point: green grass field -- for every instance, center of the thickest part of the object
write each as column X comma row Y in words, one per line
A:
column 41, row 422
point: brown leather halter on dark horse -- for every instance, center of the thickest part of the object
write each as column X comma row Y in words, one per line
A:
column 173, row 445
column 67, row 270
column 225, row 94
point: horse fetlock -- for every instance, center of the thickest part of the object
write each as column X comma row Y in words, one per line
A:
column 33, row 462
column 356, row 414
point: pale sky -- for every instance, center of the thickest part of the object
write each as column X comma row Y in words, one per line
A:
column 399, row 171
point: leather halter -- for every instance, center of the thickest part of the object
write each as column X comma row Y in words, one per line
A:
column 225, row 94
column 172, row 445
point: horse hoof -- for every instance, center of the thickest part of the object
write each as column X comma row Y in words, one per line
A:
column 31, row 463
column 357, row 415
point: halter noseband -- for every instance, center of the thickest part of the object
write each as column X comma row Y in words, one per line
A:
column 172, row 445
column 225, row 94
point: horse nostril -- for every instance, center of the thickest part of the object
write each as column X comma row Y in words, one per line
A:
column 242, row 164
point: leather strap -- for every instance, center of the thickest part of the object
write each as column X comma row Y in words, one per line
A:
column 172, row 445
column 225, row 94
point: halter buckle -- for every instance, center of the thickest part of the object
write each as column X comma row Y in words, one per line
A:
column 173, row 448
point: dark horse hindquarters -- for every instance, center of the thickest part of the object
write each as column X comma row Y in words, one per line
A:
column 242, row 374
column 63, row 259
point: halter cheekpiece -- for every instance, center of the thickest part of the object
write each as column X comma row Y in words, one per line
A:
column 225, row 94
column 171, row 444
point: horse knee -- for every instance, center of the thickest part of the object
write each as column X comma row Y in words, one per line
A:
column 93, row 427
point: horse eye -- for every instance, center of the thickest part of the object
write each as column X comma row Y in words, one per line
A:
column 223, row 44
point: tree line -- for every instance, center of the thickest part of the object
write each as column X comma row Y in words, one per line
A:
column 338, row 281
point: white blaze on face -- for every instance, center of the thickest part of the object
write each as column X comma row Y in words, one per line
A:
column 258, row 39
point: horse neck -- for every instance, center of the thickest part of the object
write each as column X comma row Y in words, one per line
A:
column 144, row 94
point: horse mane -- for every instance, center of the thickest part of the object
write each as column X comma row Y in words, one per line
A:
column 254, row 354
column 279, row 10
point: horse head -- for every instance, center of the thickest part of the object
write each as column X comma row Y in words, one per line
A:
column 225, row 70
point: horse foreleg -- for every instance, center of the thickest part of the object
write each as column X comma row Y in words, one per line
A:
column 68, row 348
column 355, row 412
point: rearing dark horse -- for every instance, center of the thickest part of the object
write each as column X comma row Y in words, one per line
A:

● ● ●

Format every line of the listing above as a numbered list, skipping any blank lines.

Solution for this exercise ::
1. point: green grass field -- for every instance, center of the thickest part of the object
2. write each as column X comma row Y in words, one per line
3. A:
4. column 41, row 422
5. point: brown leather halter on dark horse -- for every instance, center of the thickest part of the object
6. write each as column X comma row Y in words, one per line
7. A:
8. column 173, row 445
9. column 67, row 270
10. column 225, row 94
11. point: horse fetlock -- for every instance, center of the thickest part of the object
12. write each as column X comma row Y in words, one per line
13. A:
14. column 33, row 462
15. column 356, row 414
16. point: pale sky -- for every instance, center of the thickest part of the object
17. write each as column X comma row Y in words, one per line
18. A:
19. column 399, row 171
20. point: leather halter -- for every instance, center of the thickest part of the object
21. write each as column X comma row Y in words, one per line
22. A:
23. column 225, row 94
24. column 172, row 445
25. point: horse hoof -- for every instance, center of the thickest part of the object
26. write each as column X comma row Y in words, one per line
27. A:
28. column 31, row 463
29. column 357, row 415
30. point: halter noseband -- for every instance, center of the thickest part of the object
31. write each as column X comma row Y in words, one per line
32. A:
33. column 172, row 445
34. column 225, row 94
35. point: horse nostril -- for every instance, center of the thickest part of the object
36. write each as column X comma row Y in words, one per line
37. A:
38. column 242, row 164
39. point: leather strap -- for every instance, center of the thickest part of the object
40. write each as column X comma row Y in words, one per line
41. A:
42. column 172, row 445
43. column 225, row 94
44. point: halter buckle -- for every instance, center of the thickest part of the object
45. write each as column X comma row Y in words, one per line
46. A:
47. column 173, row 448
48. point: dark horse hindquarters -- for every instance, center of the thickest part of the object
49. write each as column X comma row Y in words, one per line
50. A:
51. column 242, row 374
52. column 63, row 259
53. point: halter cheekpiece -- for every instance, center of the thickest part of the object
54. write each as column X comma row Y in words, one per line
55. A:
56. column 225, row 94
57. column 171, row 444
58. point: horse knee -- for every instance, center of the thickest part of the object
59. write each as column X comma row Y in words, one per line
60. A:
61. column 93, row 427
62. point: horse eye -- for every instance, center of the thickest part of the object
63. write each as column X comma row Y in words, one per line
64. A:
65. column 223, row 44
66. point: tree line -- for every instance, center of the thickest part of the object
67. write each as column X comma row Y in words, one per line
68. A:
69. column 338, row 281
70. point: white blaze on face -- for every instance, center of the thickest part of the object
71. write each as column X comma row Y in words, one per line
72. A:
73. column 258, row 39
74. point: horse neck -- for every instance, center of the thickest part of the object
75. write each as column X comma row Y in words, one per line
76. A:
77. column 144, row 94
78. point: horse mane -- for every instance, center of the thickest part of the object
79. write each as column X comma row Y in words, one per line
80. A:
81. column 254, row 354
82. column 279, row 10
83. point: horse head -- for every instance, center of the thickest part of the object
84. write each as column X comma row Y in words, one per line
85. A:
86. column 225, row 70
87. point: horse foreleg -- for every instance, center of the thickest part of the object
88. write each as column X comma row Y in words, one per line
89. A:
90. column 68, row 348
91. column 355, row 412
92. point: rearing dark horse -- for every instance, center of the thickest part of the object
93. write each as column X comma row Y in words, one per line
94. A:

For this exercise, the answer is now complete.